>> begin Page extract
Analysis of Herodotus: Book Seven

Herodotus’ seventh book brings together many of the strands developed in previous books of hubris, Greek development and the clash of civilizations. This rests on an interpretation of Herodotus which states he was a purposeful, subtle historian, one which I agree with.

Darius’ last days

Herodotus opens with the failure of Darius to comprehend his armies’ defeat at Marathon and his decision to invade Greece. This is all indicative of the arrogance of Persian kings from Cyrus through to Xerxes since it is Athens’s size which should act evidence for the Persians that size and established power is not all that is required for effective rule and military success. This message is seemingly reinforced by the news that Darius received after that Egypt had revolted, showing his control over the Empire waned and was problematic. Like Cyrus and Cambyses he ended his reign with failure which was the reflection of arrogant leadership and shortsightedness.


Unfortunately, the education history provides all with was lost on the rising prince in Persia. Xerxes is told by Herodotus to have not been Darius’ eldest son but instead the first born son of the daughter of Cyrus. Whilst this gives some legitimacy to his claim to being ruler, when compared to the madness of Cambyses, an actual son of Cyrus, this claim immediately appears weak to the reader. Interestingly, he becomes king through the machinations of the former King of Sparta, Demaratus. Demaratus will go on to be a wise adviser to Xerxes, unfortunately, his advice is not heeded to at times of import.

In presenting the debates around the invasion of Greece, a task Xerxes is showed to be incapable of doing, Herodotus shows his key character failing. Xerxes is despotic and tyrannical, but he is also weak and indecisive. At an important time in the existence of the Empire, facing a rebellious group of nations, he is swayed by Mardonius’ arguments to launch into a rash attack against the Ionians. Whilst Mardonius puts forward a convincing argument, that invasion will punish the Greeks and give greater way to expanding the Empire, Herodotus clearly shows that this is rooted in his own self interest. The fact Herodotus gives little attention to his sources in this part would suggest that this may have been his hypothesis, further strengthening the argument that Herodotus was shaping this Book to make a point about the nature of rule and despotism.
>> end Page extract
>> begin Dataset records
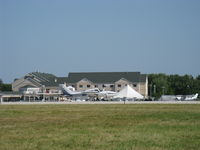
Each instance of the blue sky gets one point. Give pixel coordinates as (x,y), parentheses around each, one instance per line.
(150,36)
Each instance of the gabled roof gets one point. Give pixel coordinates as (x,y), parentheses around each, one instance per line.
(106,77)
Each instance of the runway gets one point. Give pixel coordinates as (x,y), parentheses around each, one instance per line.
(102,102)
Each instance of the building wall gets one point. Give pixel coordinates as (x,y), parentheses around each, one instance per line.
(84,84)
(16,85)
(119,85)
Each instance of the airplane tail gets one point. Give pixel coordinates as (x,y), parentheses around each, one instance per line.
(196,96)
(65,90)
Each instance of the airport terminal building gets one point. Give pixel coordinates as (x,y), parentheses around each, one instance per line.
(112,81)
>> end Dataset records
== Job 1 ==
In the analysis of Herodotus's seventh book, through whose machinations does Xerxes become king?
== Job 2 ==
Continue the analysis of Herodotus's seventh book from its last sentence.

== Task response 1 ==
Demaratus, the former King of Sparta.

== Task response 2 ==
Xerxes’ failings continue since not only is he easily swayed but he is shown to be ignorant and dismissive of his uncle, Artabanes’. This is of course problematic since his uncle points out that Mardonius has selfish intentions in persuading the King to go to war, though this is conveniently ignored by Xerxes. Fundamentally he is fundamentally despotic since even after it is  pointed out that Xerxes will be defeated as his father was in Scythia (they will rout them and then deconstruct Hellespont bridge) he refuses to acknowledge this evidence. Furthermore, he is shown to be weak and unsure of his own command. For example, he asks that Artabanes go to his bed as he would so as to invoke a dream giving prophesies. His issue is thus that he acts despotically but ineffectively since he is unsure of his own decisions.


The crossing and invasion of Greece

Xerxes personal failings are symbolized in his actual invasion of Greece. He decides he will enter Greece by constructing canals and the bridge at the Hellespont but with such drama and stagecraft so as to prove his might. Herodotus devotes pages to carefully listing the armies, their equipment, their country of origin and their military statuses who come with Xerxes to Greece. One cannot help but feel that this is Herodotus showing the complete ridiculousness of Xerxes’ nature. His observation of the failure at Marathon is the numbers, whilst numbers of course did not cause the Athenian victory. His misdiagnosis and flaunting of his military strength becomes evidence of his failings as a leader and signposts to the reader that the expedition itself would fail. Later, when he crosses the Hellespont and offers the sword, cup and bowl to the Gods, he shows himself to be a dramatist and peacock. Ironically, this magnificent display sets him up for failure.

His tyrannical, dictator like cruelty is on full display in the journey into Greece. This is made apparent in the murder of a patron’s eldest son who he wanted to stay behind to look after him. The patron’s crime was to think that he was above the status of a slave, which is everyone in Xerxes’ eyes excluding his own person. This behavior is the kind of Saddam Hussein and Joseph Stalin and thus Herodotus’ characterization is worth its study since it provides some psychological insight into the mind of dictators. He does display some compassion: on looking out on his vast army, he notes how it is sad that all men will cease to be. Artabanes counters saying  the sadness comes from the fact that the Gods make life sweet enough to be missed. This conversation also has hints of Solon’s discussion in Book One. There is thus the suggestion that failure to understand happiness is coming back to haunt leadership. This raises the question of whether Herodotus is making a judgement about humanities’ inability to understand happiness throughout the History.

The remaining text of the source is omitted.